Include in the output the line containing "of the crowd" and each subsequent line of the records, through the end, transcribed exactly. Add nothing else.
::::::::::
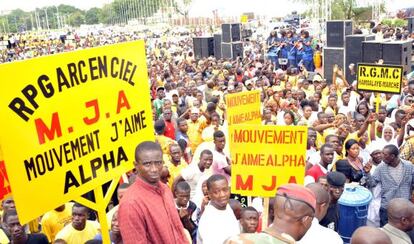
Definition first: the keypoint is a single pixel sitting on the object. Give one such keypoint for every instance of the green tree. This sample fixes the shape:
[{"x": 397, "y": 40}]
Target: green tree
[
  {"x": 77, "y": 18},
  {"x": 92, "y": 16},
  {"x": 182, "y": 7}
]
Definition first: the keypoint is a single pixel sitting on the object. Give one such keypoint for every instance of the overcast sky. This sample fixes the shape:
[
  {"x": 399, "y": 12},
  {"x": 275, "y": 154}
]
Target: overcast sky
[{"x": 199, "y": 7}]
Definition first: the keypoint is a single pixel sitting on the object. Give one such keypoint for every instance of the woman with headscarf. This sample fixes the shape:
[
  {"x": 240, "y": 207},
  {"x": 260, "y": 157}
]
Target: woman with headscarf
[
  {"x": 388, "y": 137},
  {"x": 352, "y": 166},
  {"x": 407, "y": 148}
]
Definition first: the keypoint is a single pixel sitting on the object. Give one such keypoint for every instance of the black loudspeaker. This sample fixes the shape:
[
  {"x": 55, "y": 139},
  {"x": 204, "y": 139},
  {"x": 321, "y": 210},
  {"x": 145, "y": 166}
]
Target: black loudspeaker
[
  {"x": 203, "y": 47},
  {"x": 235, "y": 32},
  {"x": 197, "y": 47},
  {"x": 237, "y": 50},
  {"x": 353, "y": 52},
  {"x": 398, "y": 53},
  {"x": 371, "y": 51},
  {"x": 336, "y": 31},
  {"x": 332, "y": 56},
  {"x": 232, "y": 50},
  {"x": 231, "y": 32},
  {"x": 217, "y": 46},
  {"x": 410, "y": 24}
]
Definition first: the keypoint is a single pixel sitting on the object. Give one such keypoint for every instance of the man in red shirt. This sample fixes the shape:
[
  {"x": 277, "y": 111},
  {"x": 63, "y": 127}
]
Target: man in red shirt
[
  {"x": 169, "y": 124},
  {"x": 320, "y": 169},
  {"x": 147, "y": 212}
]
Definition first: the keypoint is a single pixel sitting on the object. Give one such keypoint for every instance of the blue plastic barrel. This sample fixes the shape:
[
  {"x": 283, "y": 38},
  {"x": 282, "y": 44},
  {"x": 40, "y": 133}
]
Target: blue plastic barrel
[{"x": 353, "y": 210}]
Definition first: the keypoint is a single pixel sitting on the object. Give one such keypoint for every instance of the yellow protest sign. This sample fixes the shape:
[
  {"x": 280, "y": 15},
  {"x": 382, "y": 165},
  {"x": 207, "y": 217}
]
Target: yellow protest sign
[
  {"x": 73, "y": 122},
  {"x": 244, "y": 19},
  {"x": 5, "y": 189},
  {"x": 243, "y": 108},
  {"x": 265, "y": 157},
  {"x": 379, "y": 78}
]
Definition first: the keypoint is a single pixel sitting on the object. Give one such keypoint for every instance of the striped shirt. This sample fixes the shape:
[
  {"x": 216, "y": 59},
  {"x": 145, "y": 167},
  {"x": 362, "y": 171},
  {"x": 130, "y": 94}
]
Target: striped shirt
[
  {"x": 147, "y": 214},
  {"x": 389, "y": 187}
]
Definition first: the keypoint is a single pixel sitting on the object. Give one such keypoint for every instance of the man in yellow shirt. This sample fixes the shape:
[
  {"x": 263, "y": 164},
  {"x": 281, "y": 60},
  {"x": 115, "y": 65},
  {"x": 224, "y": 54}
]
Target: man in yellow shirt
[
  {"x": 54, "y": 221},
  {"x": 18, "y": 232},
  {"x": 174, "y": 163},
  {"x": 163, "y": 141},
  {"x": 81, "y": 229},
  {"x": 196, "y": 124},
  {"x": 120, "y": 193}
]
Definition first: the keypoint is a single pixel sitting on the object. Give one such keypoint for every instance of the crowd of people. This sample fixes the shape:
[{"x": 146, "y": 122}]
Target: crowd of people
[{"x": 179, "y": 190}]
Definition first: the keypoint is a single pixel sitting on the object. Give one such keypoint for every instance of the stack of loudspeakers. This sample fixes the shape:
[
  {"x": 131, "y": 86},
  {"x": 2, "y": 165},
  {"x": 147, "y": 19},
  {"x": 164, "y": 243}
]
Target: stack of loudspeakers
[
  {"x": 353, "y": 52},
  {"x": 203, "y": 47},
  {"x": 231, "y": 45},
  {"x": 410, "y": 24},
  {"x": 392, "y": 52},
  {"x": 334, "y": 52},
  {"x": 217, "y": 46}
]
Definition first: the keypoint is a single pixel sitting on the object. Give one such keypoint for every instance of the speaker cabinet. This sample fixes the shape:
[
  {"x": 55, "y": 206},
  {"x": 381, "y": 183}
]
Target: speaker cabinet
[
  {"x": 336, "y": 31},
  {"x": 410, "y": 24},
  {"x": 217, "y": 46},
  {"x": 398, "y": 53},
  {"x": 371, "y": 51},
  {"x": 332, "y": 56},
  {"x": 353, "y": 52},
  {"x": 203, "y": 47},
  {"x": 231, "y": 32}
]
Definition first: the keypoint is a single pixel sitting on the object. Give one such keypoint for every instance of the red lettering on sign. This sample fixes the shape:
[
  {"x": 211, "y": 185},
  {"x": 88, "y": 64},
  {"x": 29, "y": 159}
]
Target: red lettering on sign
::::::::::
§ **Task response**
Definition first: the keypoint is a single pixel sitting on the object. Give one such keypoint for every instance of the crowd of people. This sample fixes the shape:
[{"x": 146, "y": 122}]
Target: crowd of people
[{"x": 179, "y": 190}]
Definition first: the keypoint is a single pixel sitting on the object. Give one such keypoint for every instance of the stack of loudspeakers. This sample fixes the shape:
[
  {"x": 131, "y": 86},
  {"x": 2, "y": 165},
  {"x": 147, "y": 19},
  {"x": 164, "y": 243}
]
Target: stack of loudspeakers
[
  {"x": 353, "y": 52},
  {"x": 203, "y": 47},
  {"x": 231, "y": 45},
  {"x": 410, "y": 24},
  {"x": 392, "y": 52},
  {"x": 334, "y": 52},
  {"x": 217, "y": 46}
]
Definition first: the keypoint is a single pixel sitting on the object. Give one such keypoint for every instance of the speaker cabinet. This sample fixes the shape:
[
  {"x": 55, "y": 206},
  {"x": 381, "y": 183}
]
Target: speaker cabinet
[
  {"x": 336, "y": 31},
  {"x": 410, "y": 24},
  {"x": 217, "y": 46},
  {"x": 398, "y": 53},
  {"x": 371, "y": 51},
  {"x": 332, "y": 56},
  {"x": 353, "y": 52},
  {"x": 203, "y": 47},
  {"x": 231, "y": 32}
]
Definition first: the keypoint is a single pixel sitting on the object. Give one such keypoint for every instance of the red lettering on sign. This sample fixes the shape:
[
  {"x": 211, "y": 185},
  {"x": 88, "y": 64},
  {"x": 29, "y": 159}
]
Target: red lettering on sign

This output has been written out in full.